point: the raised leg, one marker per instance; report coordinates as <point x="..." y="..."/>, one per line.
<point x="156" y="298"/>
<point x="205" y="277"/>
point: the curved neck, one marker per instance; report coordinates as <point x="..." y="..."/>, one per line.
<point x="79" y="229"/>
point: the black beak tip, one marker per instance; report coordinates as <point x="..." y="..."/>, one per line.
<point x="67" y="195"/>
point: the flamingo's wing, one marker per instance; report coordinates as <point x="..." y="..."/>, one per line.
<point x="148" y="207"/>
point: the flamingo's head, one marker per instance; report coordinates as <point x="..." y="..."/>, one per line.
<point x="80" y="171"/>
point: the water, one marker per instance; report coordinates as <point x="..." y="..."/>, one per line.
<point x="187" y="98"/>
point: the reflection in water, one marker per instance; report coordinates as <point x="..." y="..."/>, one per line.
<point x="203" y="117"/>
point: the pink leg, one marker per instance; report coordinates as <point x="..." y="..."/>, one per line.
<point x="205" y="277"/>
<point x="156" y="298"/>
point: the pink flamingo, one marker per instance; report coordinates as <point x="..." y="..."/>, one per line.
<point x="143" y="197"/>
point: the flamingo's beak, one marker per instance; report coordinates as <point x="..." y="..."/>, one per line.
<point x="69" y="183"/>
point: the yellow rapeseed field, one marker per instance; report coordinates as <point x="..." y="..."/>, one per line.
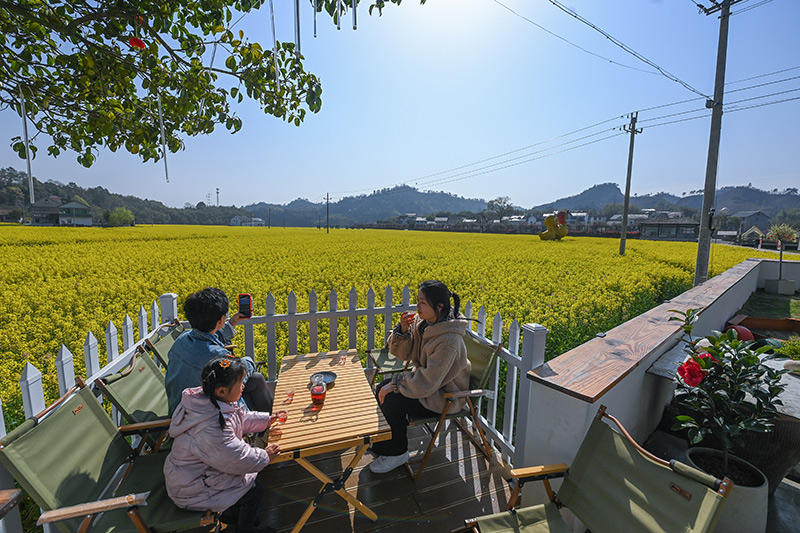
<point x="60" y="283"/>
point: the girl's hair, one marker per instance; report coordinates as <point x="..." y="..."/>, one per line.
<point x="437" y="294"/>
<point x="221" y="372"/>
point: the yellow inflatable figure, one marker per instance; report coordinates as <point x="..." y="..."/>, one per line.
<point x="556" y="227"/>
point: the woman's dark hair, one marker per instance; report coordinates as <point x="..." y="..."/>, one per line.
<point x="438" y="294"/>
<point x="204" y="308"/>
<point x="221" y="372"/>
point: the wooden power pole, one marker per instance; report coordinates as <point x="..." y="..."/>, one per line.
<point x="709" y="192"/>
<point x="631" y="128"/>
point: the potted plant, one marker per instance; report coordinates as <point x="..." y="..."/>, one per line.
<point x="725" y="392"/>
<point x="781" y="233"/>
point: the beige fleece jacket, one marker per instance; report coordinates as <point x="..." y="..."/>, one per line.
<point x="440" y="362"/>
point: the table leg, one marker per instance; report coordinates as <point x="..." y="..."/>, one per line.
<point x="336" y="486"/>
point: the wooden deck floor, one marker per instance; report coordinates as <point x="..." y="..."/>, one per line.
<point x="458" y="483"/>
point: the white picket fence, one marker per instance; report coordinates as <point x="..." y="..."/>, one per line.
<point x="518" y="356"/>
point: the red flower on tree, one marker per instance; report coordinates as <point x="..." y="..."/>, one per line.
<point x="692" y="373"/>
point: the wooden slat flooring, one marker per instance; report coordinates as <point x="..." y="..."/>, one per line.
<point x="458" y="483"/>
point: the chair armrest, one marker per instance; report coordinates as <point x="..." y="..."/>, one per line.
<point x="145" y="427"/>
<point x="467" y="394"/>
<point x="83" y="509"/>
<point x="535" y="473"/>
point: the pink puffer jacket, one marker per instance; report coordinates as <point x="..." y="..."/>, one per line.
<point x="208" y="467"/>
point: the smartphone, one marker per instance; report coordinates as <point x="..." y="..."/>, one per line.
<point x="246" y="304"/>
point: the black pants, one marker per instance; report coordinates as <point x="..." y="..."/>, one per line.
<point x="244" y="513"/>
<point x="396" y="408"/>
<point x="256" y="393"/>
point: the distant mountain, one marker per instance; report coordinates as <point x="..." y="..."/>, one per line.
<point x="593" y="198"/>
<point x="736" y="199"/>
<point x="14" y="187"/>
<point x="379" y="205"/>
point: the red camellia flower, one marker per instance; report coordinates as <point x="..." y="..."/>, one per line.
<point x="692" y="373"/>
<point x="704" y="355"/>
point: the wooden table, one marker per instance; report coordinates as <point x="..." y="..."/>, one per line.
<point x="350" y="417"/>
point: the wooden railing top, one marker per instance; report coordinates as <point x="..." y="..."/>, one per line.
<point x="593" y="368"/>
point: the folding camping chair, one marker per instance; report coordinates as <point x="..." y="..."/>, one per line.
<point x="385" y="363"/>
<point x="77" y="466"/>
<point x="614" y="485"/>
<point x="162" y="340"/>
<point x="139" y="393"/>
<point x="482" y="355"/>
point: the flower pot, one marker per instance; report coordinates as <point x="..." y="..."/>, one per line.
<point x="746" y="508"/>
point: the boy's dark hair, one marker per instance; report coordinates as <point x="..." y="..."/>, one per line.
<point x="437" y="293"/>
<point x="204" y="308"/>
<point x="221" y="372"/>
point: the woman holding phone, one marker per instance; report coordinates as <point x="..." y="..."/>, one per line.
<point x="433" y="340"/>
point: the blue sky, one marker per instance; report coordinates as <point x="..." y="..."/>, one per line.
<point x="423" y="90"/>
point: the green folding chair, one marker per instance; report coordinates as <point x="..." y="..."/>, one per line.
<point x="162" y="340"/>
<point x="482" y="355"/>
<point x="385" y="363"/>
<point x="139" y="393"/>
<point x="614" y="485"/>
<point x="78" y="467"/>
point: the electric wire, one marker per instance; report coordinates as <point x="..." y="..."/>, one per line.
<point x="748" y="8"/>
<point x="627" y="48"/>
<point x="570" y="42"/>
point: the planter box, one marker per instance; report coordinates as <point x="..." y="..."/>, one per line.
<point x="779" y="286"/>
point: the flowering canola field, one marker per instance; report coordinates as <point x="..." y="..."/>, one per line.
<point x="59" y="283"/>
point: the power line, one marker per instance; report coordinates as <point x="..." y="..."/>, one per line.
<point x="748" y="8"/>
<point x="570" y="42"/>
<point x="625" y="47"/>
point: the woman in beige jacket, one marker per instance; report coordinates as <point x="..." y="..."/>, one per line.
<point x="433" y="340"/>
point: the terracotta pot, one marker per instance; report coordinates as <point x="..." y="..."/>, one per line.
<point x="746" y="508"/>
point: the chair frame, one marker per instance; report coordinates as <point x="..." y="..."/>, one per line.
<point x="150" y="426"/>
<point x="90" y="510"/>
<point x="544" y="473"/>
<point x="480" y="441"/>
<point x="164" y="361"/>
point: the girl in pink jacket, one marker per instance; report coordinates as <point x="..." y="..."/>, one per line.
<point x="210" y="466"/>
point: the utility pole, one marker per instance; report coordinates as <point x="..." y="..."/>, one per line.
<point x="709" y="192"/>
<point x="631" y="128"/>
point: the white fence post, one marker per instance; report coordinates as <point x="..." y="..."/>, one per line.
<point x="272" y="358"/>
<point x="91" y="355"/>
<point x="370" y="323"/>
<point x="65" y="370"/>
<point x="533" y="344"/>
<point x="333" y="323"/>
<point x="30" y="383"/>
<point x="155" y="320"/>
<point x="112" y="343"/>
<point x="291" y="309"/>
<point x="312" y="322"/>
<point x="352" y="319"/>
<point x="127" y="332"/>
<point x="11" y="523"/>
<point x="387" y="315"/>
<point x="142" y="323"/>
<point x="169" y="306"/>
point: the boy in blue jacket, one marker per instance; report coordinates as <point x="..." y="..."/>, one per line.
<point x="207" y="313"/>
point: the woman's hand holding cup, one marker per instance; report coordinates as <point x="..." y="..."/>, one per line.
<point x="406" y="318"/>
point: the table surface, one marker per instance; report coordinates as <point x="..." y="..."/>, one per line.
<point x="349" y="415"/>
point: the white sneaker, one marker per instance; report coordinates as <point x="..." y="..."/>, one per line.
<point x="386" y="463"/>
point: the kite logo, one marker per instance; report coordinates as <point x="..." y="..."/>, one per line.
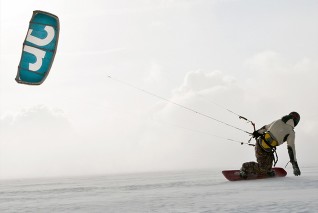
<point x="38" y="53"/>
<point x="39" y="48"/>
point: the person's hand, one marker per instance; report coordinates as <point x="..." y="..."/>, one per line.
<point x="296" y="168"/>
<point x="255" y="134"/>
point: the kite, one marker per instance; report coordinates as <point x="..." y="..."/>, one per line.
<point x="39" y="48"/>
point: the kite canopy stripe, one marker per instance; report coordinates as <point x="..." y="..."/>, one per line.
<point x="39" y="48"/>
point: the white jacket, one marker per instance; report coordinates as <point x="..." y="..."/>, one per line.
<point x="282" y="132"/>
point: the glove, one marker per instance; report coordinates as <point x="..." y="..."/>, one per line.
<point x="296" y="168"/>
<point x="255" y="134"/>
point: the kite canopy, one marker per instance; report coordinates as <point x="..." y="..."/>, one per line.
<point x="39" y="48"/>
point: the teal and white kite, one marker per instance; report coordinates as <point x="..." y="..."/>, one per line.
<point x="39" y="48"/>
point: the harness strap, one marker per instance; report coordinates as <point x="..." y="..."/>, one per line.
<point x="272" y="149"/>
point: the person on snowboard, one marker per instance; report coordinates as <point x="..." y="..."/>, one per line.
<point x="267" y="138"/>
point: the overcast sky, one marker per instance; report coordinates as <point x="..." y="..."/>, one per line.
<point x="256" y="58"/>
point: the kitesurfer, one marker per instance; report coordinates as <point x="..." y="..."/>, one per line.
<point x="267" y="139"/>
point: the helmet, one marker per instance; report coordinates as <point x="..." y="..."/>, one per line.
<point x="295" y="116"/>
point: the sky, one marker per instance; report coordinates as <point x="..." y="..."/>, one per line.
<point x="258" y="59"/>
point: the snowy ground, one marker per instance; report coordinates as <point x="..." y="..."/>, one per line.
<point x="187" y="191"/>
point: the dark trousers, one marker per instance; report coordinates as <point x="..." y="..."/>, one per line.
<point x="264" y="162"/>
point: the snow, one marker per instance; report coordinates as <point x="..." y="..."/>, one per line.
<point x="178" y="191"/>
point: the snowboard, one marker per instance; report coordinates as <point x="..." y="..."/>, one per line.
<point x="234" y="175"/>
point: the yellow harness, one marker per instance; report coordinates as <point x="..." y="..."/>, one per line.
<point x="267" y="142"/>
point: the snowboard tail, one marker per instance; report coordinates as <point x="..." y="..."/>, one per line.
<point x="234" y="175"/>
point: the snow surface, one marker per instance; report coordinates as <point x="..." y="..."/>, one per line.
<point x="182" y="191"/>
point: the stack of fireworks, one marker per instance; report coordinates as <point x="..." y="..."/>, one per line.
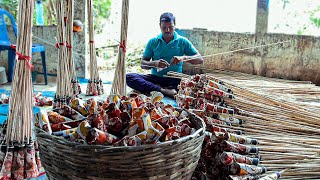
<point x="120" y="121"/>
<point x="18" y="161"/>
<point x="226" y="153"/>
<point x="38" y="100"/>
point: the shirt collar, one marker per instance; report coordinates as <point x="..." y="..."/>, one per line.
<point x="175" y="37"/>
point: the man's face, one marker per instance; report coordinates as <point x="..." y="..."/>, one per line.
<point x="167" y="29"/>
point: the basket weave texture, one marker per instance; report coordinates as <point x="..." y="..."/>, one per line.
<point x="175" y="159"/>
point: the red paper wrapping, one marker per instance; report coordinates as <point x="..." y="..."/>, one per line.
<point x="3" y="149"/>
<point x="5" y="173"/>
<point x="96" y="136"/>
<point x="37" y="155"/>
<point x="18" y="163"/>
<point x="31" y="169"/>
<point x="56" y="118"/>
<point x="67" y="111"/>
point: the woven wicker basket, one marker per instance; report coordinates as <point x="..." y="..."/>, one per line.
<point x="169" y="160"/>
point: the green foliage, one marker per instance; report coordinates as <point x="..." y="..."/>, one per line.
<point x="101" y="13"/>
<point x="314" y="16"/>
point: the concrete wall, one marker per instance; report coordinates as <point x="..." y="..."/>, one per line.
<point x="297" y="59"/>
<point x="45" y="35"/>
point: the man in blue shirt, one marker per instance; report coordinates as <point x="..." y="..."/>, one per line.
<point x="163" y="54"/>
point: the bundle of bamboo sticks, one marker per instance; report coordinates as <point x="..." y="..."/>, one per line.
<point x="76" y="89"/>
<point x="95" y="85"/>
<point x="119" y="81"/>
<point x="20" y="107"/>
<point x="288" y="132"/>
<point x="64" y="90"/>
<point x="17" y="154"/>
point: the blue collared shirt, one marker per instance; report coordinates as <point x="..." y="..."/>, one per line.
<point x="157" y="49"/>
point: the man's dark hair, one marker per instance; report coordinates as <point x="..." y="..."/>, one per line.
<point x="167" y="17"/>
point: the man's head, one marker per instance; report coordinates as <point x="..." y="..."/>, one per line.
<point x="167" y="23"/>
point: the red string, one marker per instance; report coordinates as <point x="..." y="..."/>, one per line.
<point x="123" y="46"/>
<point x="26" y="58"/>
<point x="68" y="46"/>
<point x="13" y="46"/>
<point x="22" y="57"/>
<point x="60" y="44"/>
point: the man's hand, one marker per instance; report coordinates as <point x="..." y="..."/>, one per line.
<point x="161" y="63"/>
<point x="177" y="59"/>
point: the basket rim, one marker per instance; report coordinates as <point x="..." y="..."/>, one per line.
<point x="200" y="132"/>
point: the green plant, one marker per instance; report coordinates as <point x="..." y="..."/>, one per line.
<point x="101" y="13"/>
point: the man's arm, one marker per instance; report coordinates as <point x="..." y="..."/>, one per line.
<point x="195" y="59"/>
<point x="147" y="64"/>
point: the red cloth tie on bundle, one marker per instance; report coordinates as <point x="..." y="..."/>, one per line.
<point x="22" y="57"/>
┄┄┄┄┄┄┄┄┄┄┄┄┄┄┄┄┄┄┄┄
The task.
An exact repeat of the lines from the one containing "point: the man's dark" through the final line above, both included, is the whole answer.

Output of the exercise.
point: the man's dark hair, one marker per instance; report coordinates as <point x="..." y="..."/>, one per line.
<point x="167" y="17"/>
point: the man's head, one marker per instance; report coordinates as <point x="..." y="..."/>, one per line.
<point x="167" y="23"/>
point: the red string, one marker per instance; report coordinates as <point x="..." y="..."/>, one per line.
<point x="123" y="46"/>
<point x="26" y="58"/>
<point x="68" y="46"/>
<point x="13" y="46"/>
<point x="22" y="57"/>
<point x="60" y="44"/>
point: the man's hand, one marker per instance; report coordinates as <point x="..." y="..."/>, one per line.
<point x="161" y="63"/>
<point x="177" y="59"/>
point: the basket rim, one marker per instance; report coordinates as <point x="..." y="..."/>, one per line.
<point x="200" y="132"/>
point: the green plant, one marker per instance; report coordinates as <point x="..." y="..."/>, one per line.
<point x="101" y="13"/>
point: the man's arm, one marker per instance; report coordinates as <point x="..." y="..."/>, one per line.
<point x="195" y="59"/>
<point x="147" y="64"/>
point: the red cloth tie on bundle, one marker per instance; report coordinates as <point x="..." y="..."/>, one per line.
<point x="22" y="57"/>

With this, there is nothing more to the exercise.